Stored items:
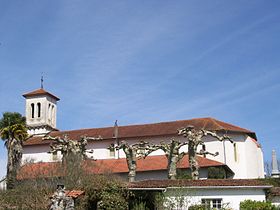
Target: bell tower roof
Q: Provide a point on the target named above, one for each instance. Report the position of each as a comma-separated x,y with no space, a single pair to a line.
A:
40,92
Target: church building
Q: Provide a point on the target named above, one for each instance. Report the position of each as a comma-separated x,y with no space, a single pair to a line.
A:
242,159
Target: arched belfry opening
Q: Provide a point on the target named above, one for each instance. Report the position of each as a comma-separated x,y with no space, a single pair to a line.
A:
40,111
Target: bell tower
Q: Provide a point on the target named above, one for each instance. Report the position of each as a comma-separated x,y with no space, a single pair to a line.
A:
40,111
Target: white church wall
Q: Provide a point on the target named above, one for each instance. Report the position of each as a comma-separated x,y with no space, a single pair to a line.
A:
231,197
253,154
37,153
237,156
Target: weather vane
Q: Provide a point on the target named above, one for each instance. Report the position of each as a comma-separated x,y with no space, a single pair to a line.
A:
42,80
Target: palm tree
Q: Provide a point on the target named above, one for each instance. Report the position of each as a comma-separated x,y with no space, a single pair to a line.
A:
13,131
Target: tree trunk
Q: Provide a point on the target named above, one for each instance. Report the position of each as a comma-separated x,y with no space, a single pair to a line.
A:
13,162
131,162
192,160
172,167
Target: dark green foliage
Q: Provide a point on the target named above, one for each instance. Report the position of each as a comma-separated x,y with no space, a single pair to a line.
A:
104,192
257,205
183,174
197,207
31,194
216,173
13,131
146,200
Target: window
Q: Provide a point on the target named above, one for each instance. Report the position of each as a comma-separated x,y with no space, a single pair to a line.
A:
112,150
39,109
49,112
235,151
54,156
204,149
212,203
32,110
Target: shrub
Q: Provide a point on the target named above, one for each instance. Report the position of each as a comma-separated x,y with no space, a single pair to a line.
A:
197,207
257,205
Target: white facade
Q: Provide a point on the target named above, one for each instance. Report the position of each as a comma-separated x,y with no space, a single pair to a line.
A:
40,113
231,196
244,157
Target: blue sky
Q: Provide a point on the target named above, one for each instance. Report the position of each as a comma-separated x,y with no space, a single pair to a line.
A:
145,61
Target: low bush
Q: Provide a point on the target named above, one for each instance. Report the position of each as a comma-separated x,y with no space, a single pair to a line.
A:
257,205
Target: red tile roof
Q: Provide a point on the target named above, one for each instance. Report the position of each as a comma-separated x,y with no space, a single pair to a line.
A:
146,130
199,183
38,92
151,163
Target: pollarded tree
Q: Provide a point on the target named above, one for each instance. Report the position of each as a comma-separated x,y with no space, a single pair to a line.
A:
73,153
13,131
132,152
71,150
172,153
194,139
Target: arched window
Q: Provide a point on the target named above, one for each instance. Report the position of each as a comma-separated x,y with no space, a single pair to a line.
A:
39,109
53,115
49,113
32,110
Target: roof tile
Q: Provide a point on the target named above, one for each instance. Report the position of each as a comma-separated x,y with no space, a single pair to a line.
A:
145,130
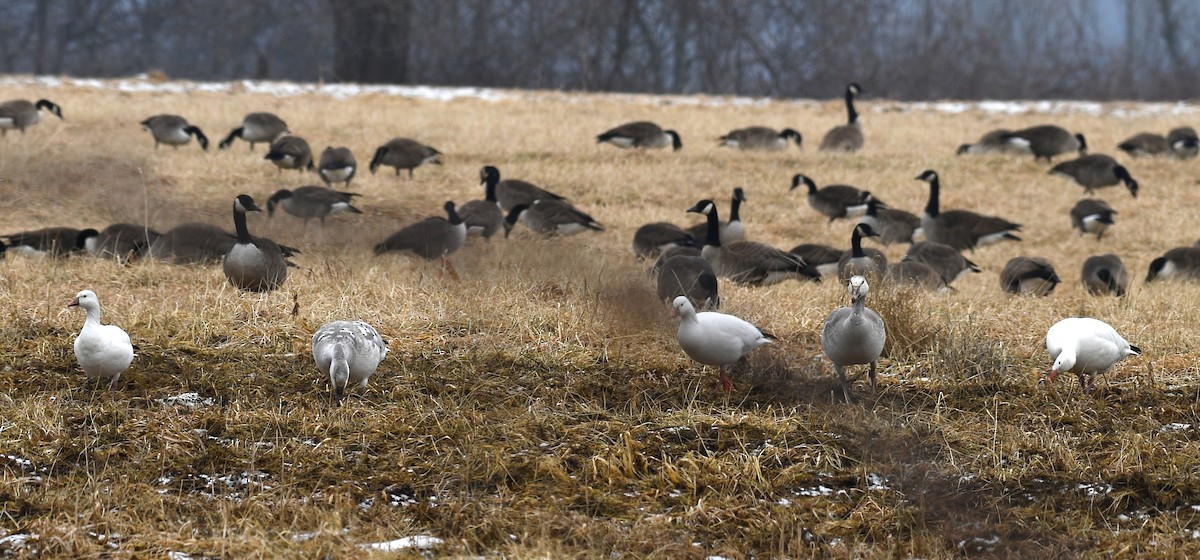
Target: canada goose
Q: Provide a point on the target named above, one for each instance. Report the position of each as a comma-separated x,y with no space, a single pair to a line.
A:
253,264
435,238
691,277
859,262
312,202
1096,170
847,137
337,164
961,229
289,152
102,350
21,114
1092,216
641,134
1048,140
1029,275
256,127
733,229
347,353
853,335
1181,263
748,262
551,217
715,338
1104,274
833,200
761,138
1085,347
946,260
511,192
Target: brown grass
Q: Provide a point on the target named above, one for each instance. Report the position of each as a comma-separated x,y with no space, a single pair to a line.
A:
540,407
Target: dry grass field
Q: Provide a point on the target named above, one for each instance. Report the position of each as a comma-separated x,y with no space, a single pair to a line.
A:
540,407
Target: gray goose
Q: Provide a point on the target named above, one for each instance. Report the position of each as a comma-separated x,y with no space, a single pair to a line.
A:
1096,170
337,164
1029,275
312,202
256,127
405,154
643,134
253,264
853,335
1092,216
21,114
761,138
1105,275
174,131
748,262
961,229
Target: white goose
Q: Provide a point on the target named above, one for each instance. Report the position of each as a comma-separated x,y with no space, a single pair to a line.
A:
1085,347
102,350
715,338
347,353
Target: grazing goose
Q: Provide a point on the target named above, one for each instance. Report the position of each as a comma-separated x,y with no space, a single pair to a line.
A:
847,137
1029,275
347,353
853,335
961,229
641,134
405,154
1048,140
21,114
433,238
253,264
1092,216
289,152
337,164
256,127
312,202
715,338
511,192
102,350
748,262
761,138
1105,275
1096,170
1182,263
859,262
1085,347
833,200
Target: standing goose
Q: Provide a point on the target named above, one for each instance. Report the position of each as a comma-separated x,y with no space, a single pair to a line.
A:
643,134
405,154
256,127
847,137
1092,216
253,264
715,338
961,229
1085,347
1105,275
337,164
761,138
748,262
1029,275
102,350
174,131
21,114
853,335
1096,170
347,353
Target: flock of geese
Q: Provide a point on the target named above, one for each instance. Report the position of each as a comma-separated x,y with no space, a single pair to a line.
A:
689,263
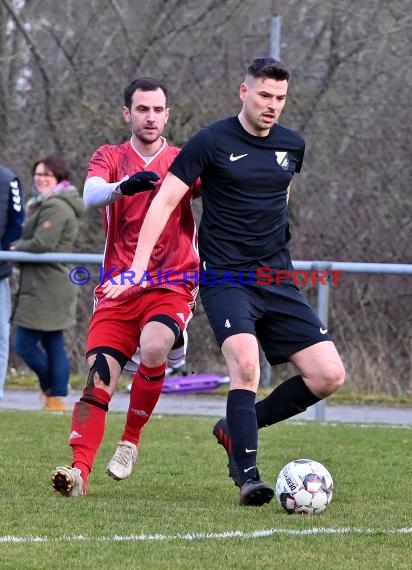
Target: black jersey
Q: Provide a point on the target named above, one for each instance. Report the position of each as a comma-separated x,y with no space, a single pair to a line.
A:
244,189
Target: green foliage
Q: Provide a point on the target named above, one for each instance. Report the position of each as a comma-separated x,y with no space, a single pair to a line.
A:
180,486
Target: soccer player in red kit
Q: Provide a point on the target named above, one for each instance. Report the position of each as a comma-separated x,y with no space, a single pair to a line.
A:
124,178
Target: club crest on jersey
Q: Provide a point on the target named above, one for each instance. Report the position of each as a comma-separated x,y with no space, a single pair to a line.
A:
282,159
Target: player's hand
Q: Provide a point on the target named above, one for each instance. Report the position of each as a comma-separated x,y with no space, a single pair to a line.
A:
115,286
139,182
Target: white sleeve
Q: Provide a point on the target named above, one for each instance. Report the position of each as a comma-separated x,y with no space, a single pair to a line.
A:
97,192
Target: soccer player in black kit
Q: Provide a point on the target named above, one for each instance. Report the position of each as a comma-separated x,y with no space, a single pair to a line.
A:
246,164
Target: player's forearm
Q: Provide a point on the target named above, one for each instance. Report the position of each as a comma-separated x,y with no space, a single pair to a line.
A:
98,192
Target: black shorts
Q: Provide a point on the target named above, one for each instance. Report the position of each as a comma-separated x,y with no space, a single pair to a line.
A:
278,315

■ TASK ■
Could you return exactly the stretch of the data above that starts at the line with "Target: gray goose" and ends at the line with "Target: white goose", both lines included?

■ SOLUTION ■
Target: gray goose
Q: Provide a point on the target named above, one for each instance. Report the position of each as a comma-separated x,y with no space, a single pair to a line.
A:
1096,170
337,164
1029,275
312,202
256,127
405,154
643,134
253,264
853,335
1092,216
21,114
761,138
1105,275
174,131
748,262
961,229
Target: white goose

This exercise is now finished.